PROBLEM: What you return should be every line of the material, unchanged.

MATERIAL FOR THIS TASK:
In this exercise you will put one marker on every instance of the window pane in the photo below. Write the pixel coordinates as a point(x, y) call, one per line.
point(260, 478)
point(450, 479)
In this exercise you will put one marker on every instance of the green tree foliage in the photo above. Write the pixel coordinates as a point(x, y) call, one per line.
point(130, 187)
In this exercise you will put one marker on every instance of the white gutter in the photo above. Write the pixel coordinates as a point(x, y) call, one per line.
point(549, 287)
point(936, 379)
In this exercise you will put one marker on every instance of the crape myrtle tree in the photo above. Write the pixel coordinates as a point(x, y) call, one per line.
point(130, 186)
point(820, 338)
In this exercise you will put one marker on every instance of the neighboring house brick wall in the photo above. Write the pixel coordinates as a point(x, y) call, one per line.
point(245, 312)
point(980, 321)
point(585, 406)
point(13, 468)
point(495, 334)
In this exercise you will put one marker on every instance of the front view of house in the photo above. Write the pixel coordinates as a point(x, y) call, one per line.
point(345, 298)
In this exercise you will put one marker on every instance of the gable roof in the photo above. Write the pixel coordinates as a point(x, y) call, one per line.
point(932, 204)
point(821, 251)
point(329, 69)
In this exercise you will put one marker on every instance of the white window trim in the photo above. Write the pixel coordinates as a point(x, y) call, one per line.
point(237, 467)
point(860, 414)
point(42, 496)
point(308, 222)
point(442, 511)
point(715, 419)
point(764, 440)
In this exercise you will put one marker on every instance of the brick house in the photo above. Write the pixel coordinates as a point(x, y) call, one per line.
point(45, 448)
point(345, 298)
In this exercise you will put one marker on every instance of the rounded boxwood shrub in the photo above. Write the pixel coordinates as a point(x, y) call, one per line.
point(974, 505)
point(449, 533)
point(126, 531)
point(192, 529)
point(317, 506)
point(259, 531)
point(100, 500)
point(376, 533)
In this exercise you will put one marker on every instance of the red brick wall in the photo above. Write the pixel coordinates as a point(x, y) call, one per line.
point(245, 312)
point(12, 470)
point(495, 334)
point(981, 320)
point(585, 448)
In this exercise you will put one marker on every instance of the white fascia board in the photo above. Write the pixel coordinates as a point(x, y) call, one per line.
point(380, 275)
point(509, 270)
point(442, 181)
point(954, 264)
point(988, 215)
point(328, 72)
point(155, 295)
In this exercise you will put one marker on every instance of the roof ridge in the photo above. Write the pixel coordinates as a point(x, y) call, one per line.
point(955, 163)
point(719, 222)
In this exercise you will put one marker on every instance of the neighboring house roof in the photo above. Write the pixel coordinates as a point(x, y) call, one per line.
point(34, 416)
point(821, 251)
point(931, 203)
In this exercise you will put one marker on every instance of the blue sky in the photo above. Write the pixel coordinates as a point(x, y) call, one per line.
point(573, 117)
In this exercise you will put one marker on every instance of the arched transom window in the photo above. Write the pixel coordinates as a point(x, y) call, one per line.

EXPECTED ANSWER:
In this exercise you will put one marker on every instance of the window pane in the photo below. Write the pixel coordinates as a point(x, y) call, one per line.
point(260, 478)
point(450, 479)
In this exercise you will put one marker on every instance of the green tree foliage in the photo above. Write the pixel coordinates as a point(x, y) call, one per line.
point(130, 187)
In this exercise you will put one marker on every instance of the white gutter in the photo above. Write the pixel coordinates as a point(x, y) call, one per line.
point(549, 287)
point(936, 379)
In this exercise you will put one marker on every instance of the crape myrtle tree in the photo above. Write the pixel coordinates as a point(x, y) call, one per line.
point(130, 186)
point(820, 338)
In this exercise you will put one marker on every instance of the neighboring house brick wall in the photo above. Write the pixel coordinates as a point(x, y) call, one per line.
point(245, 312)
point(980, 321)
point(585, 406)
point(13, 468)
point(495, 334)
In this exercise you will put one marker on every instance of the front view of house in the photo above. Write the pixel coordinates as a point(x, y) call, one per line.
point(345, 298)
In this exercise you will put one marker on every instance of the gable roof in the photo above. Write the pixel coordinates as a point(x, y) call, one per line.
point(932, 204)
point(821, 251)
point(329, 69)
In this exercise you will put one marker on every instance of the white window trim in the photo above. Write the pixel coordinates as a point(x, y) call, one per line.
point(237, 467)
point(860, 414)
point(42, 496)
point(308, 222)
point(442, 511)
point(715, 419)
point(764, 440)
In this exercise you will put one marker on every instance of the brick house in the photo above. Write the pixel coordinates as a point(x, y) call, one per line.
point(45, 448)
point(345, 298)
In this exercise you will put one marker on every instance of the rounded boxwood shrub in the photo above. Write the pixel coordinates as a point(x, y) call, one per line.
point(974, 505)
point(449, 533)
point(126, 531)
point(192, 529)
point(317, 506)
point(259, 531)
point(100, 500)
point(376, 533)
In this exercise you will put one marker on every instance of the red brick wall in the photo above. Write the pixel coordinates as a point(x, y) call, one per line.
point(245, 312)
point(12, 470)
point(495, 334)
point(981, 320)
point(585, 448)
In this exercise you will put one marker on every instance of the white fascia board in the photo above. Write the pixel coordinates as a point(x, y) call, one per line.
point(380, 275)
point(509, 270)
point(442, 181)
point(954, 264)
point(988, 215)
point(328, 72)
point(155, 295)
In this exercise you will put one marker on every instance of the roof ridge in the photo above. Write the pixel coordinates as a point(x, y) call, one per line.
point(955, 163)
point(719, 222)
In this exercise you will put one marker on every instance of the neighboring house roof in the photo above. Write the pixel coordinates as a point(x, y) call, one per line.
point(34, 416)
point(821, 251)
point(931, 203)
In this exercise you will put one marker on every instance of the blue sky in the photo above. Write the pixel coordinates as a point(x, y) call, one per line.
point(573, 117)
In this exercise you will put one marker on every instance of the arched transom window in the photo above. Write the pixel coordinates as a point(x, y) call, one per line.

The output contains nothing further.